**Exercise details**
Set down the material exactly. Keep every line.

[Data — start]

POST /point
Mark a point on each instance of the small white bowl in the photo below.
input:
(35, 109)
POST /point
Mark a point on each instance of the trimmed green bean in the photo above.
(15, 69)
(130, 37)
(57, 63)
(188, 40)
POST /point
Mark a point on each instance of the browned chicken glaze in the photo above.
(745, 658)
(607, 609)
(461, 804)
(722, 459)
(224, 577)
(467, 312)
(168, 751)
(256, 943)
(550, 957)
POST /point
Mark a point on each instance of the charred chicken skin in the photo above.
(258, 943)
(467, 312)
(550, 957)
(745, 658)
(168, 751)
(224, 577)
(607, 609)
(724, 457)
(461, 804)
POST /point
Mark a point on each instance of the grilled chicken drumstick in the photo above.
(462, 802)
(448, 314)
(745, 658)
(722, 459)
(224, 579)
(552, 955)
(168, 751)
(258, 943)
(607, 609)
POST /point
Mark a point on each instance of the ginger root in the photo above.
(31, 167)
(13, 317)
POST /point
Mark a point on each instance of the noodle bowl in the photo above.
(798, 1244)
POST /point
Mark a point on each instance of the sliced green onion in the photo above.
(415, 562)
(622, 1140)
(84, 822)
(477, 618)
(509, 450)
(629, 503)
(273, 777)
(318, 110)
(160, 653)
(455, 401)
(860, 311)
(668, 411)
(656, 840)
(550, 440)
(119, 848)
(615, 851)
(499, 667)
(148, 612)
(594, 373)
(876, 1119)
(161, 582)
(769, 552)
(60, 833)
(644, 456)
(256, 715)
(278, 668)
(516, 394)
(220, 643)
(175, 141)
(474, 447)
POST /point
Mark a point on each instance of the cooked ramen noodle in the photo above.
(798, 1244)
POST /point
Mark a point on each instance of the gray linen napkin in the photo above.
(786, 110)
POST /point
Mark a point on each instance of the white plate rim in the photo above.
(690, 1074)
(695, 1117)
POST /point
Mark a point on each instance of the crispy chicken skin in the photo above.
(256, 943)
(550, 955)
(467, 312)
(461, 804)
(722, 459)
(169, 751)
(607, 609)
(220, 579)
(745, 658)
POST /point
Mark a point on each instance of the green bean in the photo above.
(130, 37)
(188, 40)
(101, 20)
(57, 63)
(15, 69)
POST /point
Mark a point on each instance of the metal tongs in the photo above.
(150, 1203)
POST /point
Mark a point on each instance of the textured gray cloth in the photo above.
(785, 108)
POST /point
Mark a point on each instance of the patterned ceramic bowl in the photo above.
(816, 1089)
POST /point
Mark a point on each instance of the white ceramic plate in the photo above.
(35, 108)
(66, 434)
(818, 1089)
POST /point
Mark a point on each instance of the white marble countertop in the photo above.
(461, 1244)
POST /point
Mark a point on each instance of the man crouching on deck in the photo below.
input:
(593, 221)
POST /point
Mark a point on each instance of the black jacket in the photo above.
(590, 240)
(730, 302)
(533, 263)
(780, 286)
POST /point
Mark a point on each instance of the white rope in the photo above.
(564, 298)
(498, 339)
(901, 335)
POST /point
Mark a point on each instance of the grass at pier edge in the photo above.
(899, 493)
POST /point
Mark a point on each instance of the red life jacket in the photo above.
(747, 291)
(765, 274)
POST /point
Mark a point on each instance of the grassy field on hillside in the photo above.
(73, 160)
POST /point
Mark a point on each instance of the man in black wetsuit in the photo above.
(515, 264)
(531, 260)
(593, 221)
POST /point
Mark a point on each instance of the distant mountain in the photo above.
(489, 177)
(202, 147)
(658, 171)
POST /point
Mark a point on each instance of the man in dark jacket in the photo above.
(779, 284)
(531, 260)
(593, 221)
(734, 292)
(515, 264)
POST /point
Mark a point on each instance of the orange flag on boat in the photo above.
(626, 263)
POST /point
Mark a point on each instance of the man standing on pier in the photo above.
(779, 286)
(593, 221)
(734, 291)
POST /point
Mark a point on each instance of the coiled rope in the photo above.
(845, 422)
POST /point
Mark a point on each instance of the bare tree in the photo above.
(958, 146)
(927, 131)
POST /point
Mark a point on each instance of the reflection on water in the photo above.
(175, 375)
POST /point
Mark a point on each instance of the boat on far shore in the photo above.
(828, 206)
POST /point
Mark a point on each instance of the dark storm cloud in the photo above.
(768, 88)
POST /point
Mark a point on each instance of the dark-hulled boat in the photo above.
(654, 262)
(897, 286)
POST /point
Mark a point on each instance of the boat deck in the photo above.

[Data — finish]

**Output below**
POST /point
Mark a point on each instance of the small white bowl in the photo below.
input:
(35, 109)
POST /point
Mark a point on each instance of the trimmed green bean in the photo above.
(15, 69)
(130, 37)
(57, 63)
(188, 40)
POST /point
Mark a point on each instance of the browned chicken glaze in the photo above.
(745, 658)
(607, 609)
(461, 804)
(722, 459)
(224, 577)
(467, 312)
(168, 751)
(256, 943)
(550, 957)
POST /point
Mark a point on each instance of the charred chicken skin in the photo above.
(258, 943)
(467, 312)
(550, 957)
(745, 658)
(168, 751)
(224, 577)
(607, 609)
(724, 457)
(461, 804)
POST /point
Mark a point on each instance of the grilled chicken drumstick in the photo above.
(462, 802)
(448, 314)
(745, 658)
(722, 459)
(224, 579)
(552, 955)
(168, 751)
(258, 943)
(607, 609)
POST /point
Mark a point on each instance of the ginger root in the photo above.
(31, 167)
(13, 317)
POST /point
Mark a point on each instance of the noodle bowl in the photo above.
(798, 1244)
POST /point
Mark a point on each instance of the sliced green onion in the photo above.
(415, 562)
(622, 1140)
(84, 822)
(477, 618)
(509, 450)
(629, 503)
(273, 777)
(318, 110)
(160, 653)
(455, 401)
(860, 311)
(668, 411)
(656, 840)
(550, 440)
(119, 848)
(615, 851)
(499, 667)
(148, 612)
(594, 373)
(876, 1119)
(161, 582)
(769, 552)
(60, 833)
(644, 456)
(256, 715)
(278, 668)
(516, 394)
(220, 643)
(175, 141)
(474, 447)
POST /point
Mark a point on each instance of the cooked ramen noodle in the photo above.
(798, 1244)
POST /point
Mark a point on each instance of the gray linen napkin in the photo above.
(786, 110)
POST /point
Mark a point on each instance of the white plate rim in the photo above.
(690, 1074)
(695, 1117)
POST /point
Mark a point on each instance of the crispy chicken skin in the photo above.
(256, 943)
(550, 955)
(467, 312)
(461, 804)
(722, 459)
(169, 751)
(607, 609)
(220, 579)
(745, 658)
POST /point
Mark a point on each instance of the green bean in the photo above.
(130, 37)
(188, 40)
(101, 20)
(57, 63)
(15, 69)
POST /point
Mark a point on each instance of the metal tongs in the photo above.
(150, 1203)
POST /point
Mark a point on each instance of the textured gray cloth in the photo above.
(785, 108)
POST /point
Mark a point on each instance of the patterned ceramic bowl in the photo above.
(816, 1089)
POST /point
Mark a point on each instance of the white ceramic plate in the photo above.
(35, 108)
(66, 434)
(818, 1089)
POST /point
Mark a point on each instance of the white marble countertop in the photo above.
(461, 1244)
POST /point
Mark a point on each instance of the man crouching on deck in the photo below.
input:
(593, 221)
POST /point
Mark a point on each instance of the black jacket in the photo above.
(590, 240)
(730, 302)
(533, 263)
(780, 286)
POST /point
Mark a point on each instance of the white rope in the photo above.
(564, 298)
(498, 339)
(901, 335)
POST /point
Mark a point on each instance of the grass at pier edge in the photo above.
(899, 493)
POST /point
Mark a point on each instance of the red life jacket in the photo above.
(747, 291)
(765, 274)
POST /point
Mark a point on each instance of the grassy field on hillside in the photo above.
(73, 160)
POST /point
Mark a point on each instance of the man in black wetsuit in the photo above.
(515, 264)
(531, 260)
(593, 221)
POST /point
Mark a point on each instance of the distant mountain in the photo above.
(489, 177)
(202, 147)
(658, 171)
POST /point
Mark a point on each instance of the man in dark jacket in the photo above.
(779, 284)
(531, 260)
(593, 221)
(734, 292)
(515, 264)
POST /point
Mark a point on each instance of the orange flag on boat in the photo above.
(626, 263)
POST /point
Mark a point on each instance of the man standing on pier in the photo above.
(779, 286)
(593, 221)
(734, 291)
POST /point
Mark a point on each instance of the coiled rope in the photo above.
(845, 422)
POST /point
Mark a point on each instance of the bare tree in the photo above.
(958, 146)
(927, 131)
POST /point
Mark a point on each instance of the reflection on water in the photo above.
(175, 375)
POST /point
Mark a point on each instance of the boat on far shore in the photo above.
(828, 206)
POST /point
Mark a point on each instance of the dark storm cloud in the photo above.
(768, 88)
POST /point
Mark a point on each instance of the dark-hulled boat in the photo above.
(654, 262)
(897, 286)
POST /point
Mark a point on each instance of the boat deck in the photo above.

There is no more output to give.